Objective — Can you reproduce each of the records below line for line, without changing a single character?

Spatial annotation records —
---+---

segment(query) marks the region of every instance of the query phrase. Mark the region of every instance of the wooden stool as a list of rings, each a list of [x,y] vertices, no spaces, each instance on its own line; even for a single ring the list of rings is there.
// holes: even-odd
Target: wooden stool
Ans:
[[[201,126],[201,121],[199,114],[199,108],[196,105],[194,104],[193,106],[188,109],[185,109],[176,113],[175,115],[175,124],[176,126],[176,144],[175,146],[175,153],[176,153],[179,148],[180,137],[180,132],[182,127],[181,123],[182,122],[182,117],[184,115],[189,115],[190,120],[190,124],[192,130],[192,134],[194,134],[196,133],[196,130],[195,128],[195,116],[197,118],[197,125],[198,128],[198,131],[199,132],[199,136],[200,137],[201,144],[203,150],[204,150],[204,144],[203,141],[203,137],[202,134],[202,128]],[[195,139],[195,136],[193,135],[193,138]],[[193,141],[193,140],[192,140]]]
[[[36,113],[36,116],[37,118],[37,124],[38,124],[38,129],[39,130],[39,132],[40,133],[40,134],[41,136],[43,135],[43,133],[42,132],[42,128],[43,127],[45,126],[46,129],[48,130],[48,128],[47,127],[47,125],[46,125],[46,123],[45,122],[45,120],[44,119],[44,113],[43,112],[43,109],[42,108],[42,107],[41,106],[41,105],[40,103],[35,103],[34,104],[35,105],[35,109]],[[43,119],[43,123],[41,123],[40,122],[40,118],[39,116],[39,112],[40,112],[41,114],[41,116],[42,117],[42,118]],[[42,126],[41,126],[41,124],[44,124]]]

---+---

Correct result —
segment(query) marks the region of every instance of the query phrase. Mark the region of every instance of the wooden stool as a list of rings, each a list of [x,y] vertices, no spaces, each instance on its own line; even for a single ring the list of rings is there.
// holes: even-odd
Target: wooden stool
Ans:
[[[201,126],[201,121],[199,114],[199,108],[196,105],[194,104],[193,106],[188,109],[185,109],[176,113],[175,115],[175,124],[176,126],[176,144],[175,146],[175,153],[176,153],[179,148],[180,137],[180,132],[182,127],[181,123],[182,122],[182,117],[184,115],[189,115],[190,120],[190,124],[192,130],[192,134],[194,134],[196,133],[196,130],[195,128],[195,116],[197,118],[197,125],[198,128],[198,131],[199,132],[199,136],[200,137],[201,144],[203,150],[204,150],[204,144],[203,141],[203,137],[202,134],[202,128]],[[195,139],[195,136],[193,135],[193,138]],[[193,141],[193,140],[192,140]]]
[[[36,113],[36,116],[37,118],[37,124],[38,124],[38,129],[39,130],[39,132],[40,133],[40,134],[41,136],[43,135],[43,133],[42,132],[42,128],[43,127],[45,126],[46,129],[48,130],[48,128],[47,127],[47,125],[46,125],[46,123],[45,122],[45,120],[44,119],[44,113],[43,112],[43,109],[42,108],[42,107],[41,106],[41,105],[40,103],[35,103],[34,104],[35,105],[35,109]],[[43,119],[43,123],[41,123],[40,122],[40,118],[39,116],[39,112],[40,112],[41,114],[41,116],[42,117],[42,118]],[[42,126],[41,126],[41,124],[44,124]]]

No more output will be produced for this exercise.